Give an exact copy of the line that has "Query: black tire" and of every line below it, through the last, with nothing else.

** Data follows **

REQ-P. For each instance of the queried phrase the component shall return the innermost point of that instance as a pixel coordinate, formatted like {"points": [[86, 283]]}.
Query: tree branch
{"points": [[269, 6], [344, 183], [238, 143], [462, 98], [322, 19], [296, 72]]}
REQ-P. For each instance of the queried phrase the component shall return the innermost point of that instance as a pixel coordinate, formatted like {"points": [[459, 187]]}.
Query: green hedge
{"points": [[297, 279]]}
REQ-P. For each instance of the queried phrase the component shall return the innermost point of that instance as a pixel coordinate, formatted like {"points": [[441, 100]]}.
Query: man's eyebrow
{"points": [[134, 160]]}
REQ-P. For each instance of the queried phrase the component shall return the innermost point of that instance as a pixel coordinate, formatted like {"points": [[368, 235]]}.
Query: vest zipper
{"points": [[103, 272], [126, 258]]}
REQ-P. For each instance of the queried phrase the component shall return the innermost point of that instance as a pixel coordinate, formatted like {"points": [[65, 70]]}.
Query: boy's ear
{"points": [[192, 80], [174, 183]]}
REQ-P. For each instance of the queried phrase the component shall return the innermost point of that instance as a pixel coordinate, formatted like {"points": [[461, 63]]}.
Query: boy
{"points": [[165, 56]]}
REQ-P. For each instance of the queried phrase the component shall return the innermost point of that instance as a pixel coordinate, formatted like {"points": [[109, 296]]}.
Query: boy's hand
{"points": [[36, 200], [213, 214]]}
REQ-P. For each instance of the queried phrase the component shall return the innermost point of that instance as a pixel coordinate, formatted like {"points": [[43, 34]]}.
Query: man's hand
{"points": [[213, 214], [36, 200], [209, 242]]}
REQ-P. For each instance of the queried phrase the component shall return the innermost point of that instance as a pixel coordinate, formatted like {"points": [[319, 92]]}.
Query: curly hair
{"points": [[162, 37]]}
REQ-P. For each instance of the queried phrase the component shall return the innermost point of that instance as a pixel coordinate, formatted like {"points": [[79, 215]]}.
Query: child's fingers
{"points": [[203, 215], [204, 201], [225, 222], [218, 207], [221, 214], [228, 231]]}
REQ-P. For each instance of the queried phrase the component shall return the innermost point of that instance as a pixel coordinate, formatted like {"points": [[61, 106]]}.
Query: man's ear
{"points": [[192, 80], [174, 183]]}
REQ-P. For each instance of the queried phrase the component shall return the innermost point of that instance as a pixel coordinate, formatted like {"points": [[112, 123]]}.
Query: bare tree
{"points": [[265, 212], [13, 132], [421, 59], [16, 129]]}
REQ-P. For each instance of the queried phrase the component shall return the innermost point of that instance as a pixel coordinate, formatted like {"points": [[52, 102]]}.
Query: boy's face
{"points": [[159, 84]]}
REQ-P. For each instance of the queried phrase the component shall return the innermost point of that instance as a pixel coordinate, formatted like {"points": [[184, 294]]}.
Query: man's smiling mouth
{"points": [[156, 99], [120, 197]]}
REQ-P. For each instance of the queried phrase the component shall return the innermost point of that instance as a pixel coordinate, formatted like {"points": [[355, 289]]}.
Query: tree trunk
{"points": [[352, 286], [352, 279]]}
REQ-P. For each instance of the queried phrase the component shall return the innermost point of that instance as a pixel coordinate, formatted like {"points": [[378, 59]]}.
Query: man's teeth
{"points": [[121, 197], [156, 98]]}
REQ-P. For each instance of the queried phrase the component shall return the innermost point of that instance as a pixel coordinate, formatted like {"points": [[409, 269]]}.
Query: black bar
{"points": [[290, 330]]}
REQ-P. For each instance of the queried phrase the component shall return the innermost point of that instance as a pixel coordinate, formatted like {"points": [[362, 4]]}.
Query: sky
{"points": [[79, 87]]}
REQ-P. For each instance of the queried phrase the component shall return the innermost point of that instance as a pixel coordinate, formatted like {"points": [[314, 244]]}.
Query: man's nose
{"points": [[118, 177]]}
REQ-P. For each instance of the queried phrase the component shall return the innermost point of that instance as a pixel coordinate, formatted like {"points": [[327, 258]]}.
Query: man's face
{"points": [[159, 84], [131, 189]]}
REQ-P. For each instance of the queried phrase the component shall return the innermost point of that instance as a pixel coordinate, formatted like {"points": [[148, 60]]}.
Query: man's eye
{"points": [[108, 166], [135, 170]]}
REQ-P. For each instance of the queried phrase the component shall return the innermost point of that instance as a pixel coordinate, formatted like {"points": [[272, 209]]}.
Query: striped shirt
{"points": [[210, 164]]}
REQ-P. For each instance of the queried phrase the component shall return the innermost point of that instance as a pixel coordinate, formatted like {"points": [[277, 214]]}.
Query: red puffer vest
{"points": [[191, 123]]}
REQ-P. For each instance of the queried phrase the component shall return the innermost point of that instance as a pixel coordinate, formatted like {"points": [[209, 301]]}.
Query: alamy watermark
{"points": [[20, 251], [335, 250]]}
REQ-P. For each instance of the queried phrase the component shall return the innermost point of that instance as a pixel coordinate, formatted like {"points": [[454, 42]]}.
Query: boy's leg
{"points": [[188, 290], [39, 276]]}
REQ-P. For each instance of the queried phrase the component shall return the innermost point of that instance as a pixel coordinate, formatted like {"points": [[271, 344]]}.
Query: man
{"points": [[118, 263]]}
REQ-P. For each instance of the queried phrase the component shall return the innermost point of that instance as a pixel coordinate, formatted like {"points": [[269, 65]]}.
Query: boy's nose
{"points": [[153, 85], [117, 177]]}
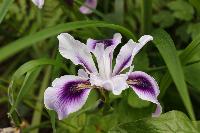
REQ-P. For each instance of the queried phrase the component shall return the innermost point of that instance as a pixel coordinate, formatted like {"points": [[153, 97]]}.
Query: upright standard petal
{"points": [[124, 58], [76, 51], [107, 42], [127, 53], [38, 3], [145, 87], [67, 95], [92, 4], [103, 51]]}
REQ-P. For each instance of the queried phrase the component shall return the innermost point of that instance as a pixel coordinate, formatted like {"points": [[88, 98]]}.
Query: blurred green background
{"points": [[29, 61]]}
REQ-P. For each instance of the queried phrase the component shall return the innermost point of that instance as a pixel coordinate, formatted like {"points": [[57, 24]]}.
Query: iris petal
{"points": [[76, 51], [128, 51], [88, 3], [38, 3], [91, 43], [67, 95], [124, 58], [146, 88], [116, 84]]}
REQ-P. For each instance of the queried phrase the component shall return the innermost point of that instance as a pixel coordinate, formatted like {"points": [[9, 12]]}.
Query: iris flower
{"points": [[69, 93], [92, 4]]}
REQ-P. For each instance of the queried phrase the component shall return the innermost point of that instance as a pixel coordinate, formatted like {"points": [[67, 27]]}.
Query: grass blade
{"points": [[4, 8], [28, 81], [167, 49], [30, 40]]}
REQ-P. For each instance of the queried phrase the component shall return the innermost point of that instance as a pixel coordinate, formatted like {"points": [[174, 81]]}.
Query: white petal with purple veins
{"points": [[83, 74], [91, 43], [88, 3], [127, 53], [65, 95], [124, 58], [38, 3], [103, 51], [76, 51], [117, 84], [145, 87]]}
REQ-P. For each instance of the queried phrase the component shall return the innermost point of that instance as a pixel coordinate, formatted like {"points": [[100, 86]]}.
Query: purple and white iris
{"points": [[85, 8], [69, 93], [38, 3]]}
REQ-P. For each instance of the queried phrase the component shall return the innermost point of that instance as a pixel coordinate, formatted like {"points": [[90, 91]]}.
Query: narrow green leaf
{"points": [[20, 44], [171, 122], [167, 49], [35, 63], [192, 49], [39, 105], [4, 8], [28, 81], [192, 73]]}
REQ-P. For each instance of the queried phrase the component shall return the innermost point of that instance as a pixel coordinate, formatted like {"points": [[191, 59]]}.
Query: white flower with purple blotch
{"points": [[38, 3], [92, 4], [85, 8], [69, 93]]}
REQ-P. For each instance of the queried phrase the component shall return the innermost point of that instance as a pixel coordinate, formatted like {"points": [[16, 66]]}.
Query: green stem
{"points": [[39, 105], [146, 13]]}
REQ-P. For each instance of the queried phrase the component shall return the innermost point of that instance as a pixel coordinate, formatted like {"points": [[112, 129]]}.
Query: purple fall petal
{"points": [[65, 96], [145, 87], [38, 3]]}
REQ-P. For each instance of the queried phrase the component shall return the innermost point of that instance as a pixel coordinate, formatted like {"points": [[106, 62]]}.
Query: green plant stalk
{"points": [[146, 13], [4, 8], [39, 105]]}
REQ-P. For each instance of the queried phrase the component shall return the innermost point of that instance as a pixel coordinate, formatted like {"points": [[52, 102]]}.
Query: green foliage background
{"points": [[29, 61]]}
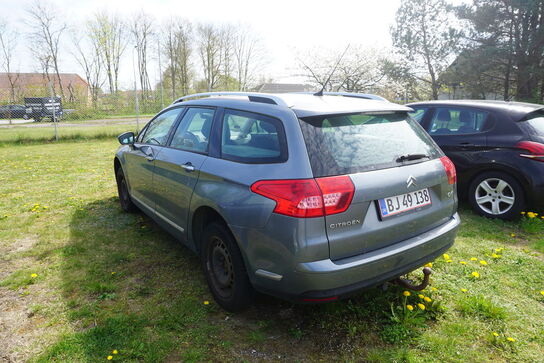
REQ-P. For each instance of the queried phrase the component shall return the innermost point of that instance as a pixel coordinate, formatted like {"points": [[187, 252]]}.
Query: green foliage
{"points": [[423, 35], [479, 305]]}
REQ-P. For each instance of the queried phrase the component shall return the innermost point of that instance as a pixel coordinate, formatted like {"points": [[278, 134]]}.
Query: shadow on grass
{"points": [[130, 287]]}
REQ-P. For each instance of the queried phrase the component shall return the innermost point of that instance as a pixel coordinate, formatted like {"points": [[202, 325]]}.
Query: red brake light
{"points": [[450, 169], [305, 198], [535, 149]]}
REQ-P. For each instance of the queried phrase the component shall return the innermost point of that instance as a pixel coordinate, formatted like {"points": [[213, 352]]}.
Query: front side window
{"points": [[158, 129], [418, 113], [352, 143], [193, 132], [451, 121], [252, 138]]}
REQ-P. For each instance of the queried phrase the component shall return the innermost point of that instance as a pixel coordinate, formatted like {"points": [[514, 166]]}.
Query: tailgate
{"points": [[362, 229]]}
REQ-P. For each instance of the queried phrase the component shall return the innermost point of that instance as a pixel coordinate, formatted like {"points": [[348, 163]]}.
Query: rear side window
{"points": [[252, 138], [448, 121], [351, 143], [534, 123]]}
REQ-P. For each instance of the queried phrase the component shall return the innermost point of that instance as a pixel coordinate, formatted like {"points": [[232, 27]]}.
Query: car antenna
{"points": [[320, 93]]}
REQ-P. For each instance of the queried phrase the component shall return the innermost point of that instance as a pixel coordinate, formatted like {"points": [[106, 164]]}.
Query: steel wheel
{"points": [[221, 268], [495, 196], [224, 268]]}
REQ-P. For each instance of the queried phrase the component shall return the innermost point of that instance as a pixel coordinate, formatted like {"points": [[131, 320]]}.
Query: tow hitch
{"points": [[409, 285]]}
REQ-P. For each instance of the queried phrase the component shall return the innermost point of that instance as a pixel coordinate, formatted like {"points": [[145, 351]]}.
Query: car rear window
{"points": [[534, 122], [351, 143]]}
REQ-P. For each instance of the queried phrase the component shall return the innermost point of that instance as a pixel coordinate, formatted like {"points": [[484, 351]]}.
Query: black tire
{"points": [[505, 197], [122, 189], [224, 269]]}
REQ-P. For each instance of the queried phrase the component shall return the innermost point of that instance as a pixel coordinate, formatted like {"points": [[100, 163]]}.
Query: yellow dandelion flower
{"points": [[421, 306]]}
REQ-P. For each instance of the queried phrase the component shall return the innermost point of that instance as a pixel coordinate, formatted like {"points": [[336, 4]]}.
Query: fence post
{"points": [[136, 103], [54, 113]]}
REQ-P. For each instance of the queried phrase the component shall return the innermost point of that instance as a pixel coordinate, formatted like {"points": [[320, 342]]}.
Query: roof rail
{"points": [[252, 97], [367, 96]]}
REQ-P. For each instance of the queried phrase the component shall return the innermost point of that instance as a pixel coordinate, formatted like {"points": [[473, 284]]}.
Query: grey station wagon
{"points": [[305, 197]]}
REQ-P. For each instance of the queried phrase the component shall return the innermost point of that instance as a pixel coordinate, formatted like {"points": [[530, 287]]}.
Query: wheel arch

** End of Data **

■ Output for this task:
Query: black tire
{"points": [[505, 197], [122, 189], [224, 269]]}
REQ-P. For each instance of the queried phrase the component shall return the innermost point of that instance as a pixel coordinate, formatted like {"points": [[100, 163]]}.
Query: yellow dandelion flower
{"points": [[421, 306]]}
REQ-P. For each instance of the queried phrase the component shall return the innermost point of that instance as a pixel coordinate, formatted like {"points": [[336, 4]]}.
Query: fence post
{"points": [[136, 103], [54, 113]]}
REQ-P. For each instance of the queried phrase the component shall return the innermost point of that instance as a pixel coordinate, formatted like {"points": [[320, 342]]}.
Query: roof rail
{"points": [[252, 97], [367, 96]]}
REQ-P. For each instance of the queried phrase the component shall return the innermost point of that instance as a pixel coordinate, formatted like {"points": [[473, 284]]}.
Query: grey station wagon
{"points": [[305, 197]]}
REQ-P. For each instance of the queried phrase the component shall return the innermost point of that instance as a pixel coordinate, formatted like {"points": [[530, 287]]}.
Query: wheel arch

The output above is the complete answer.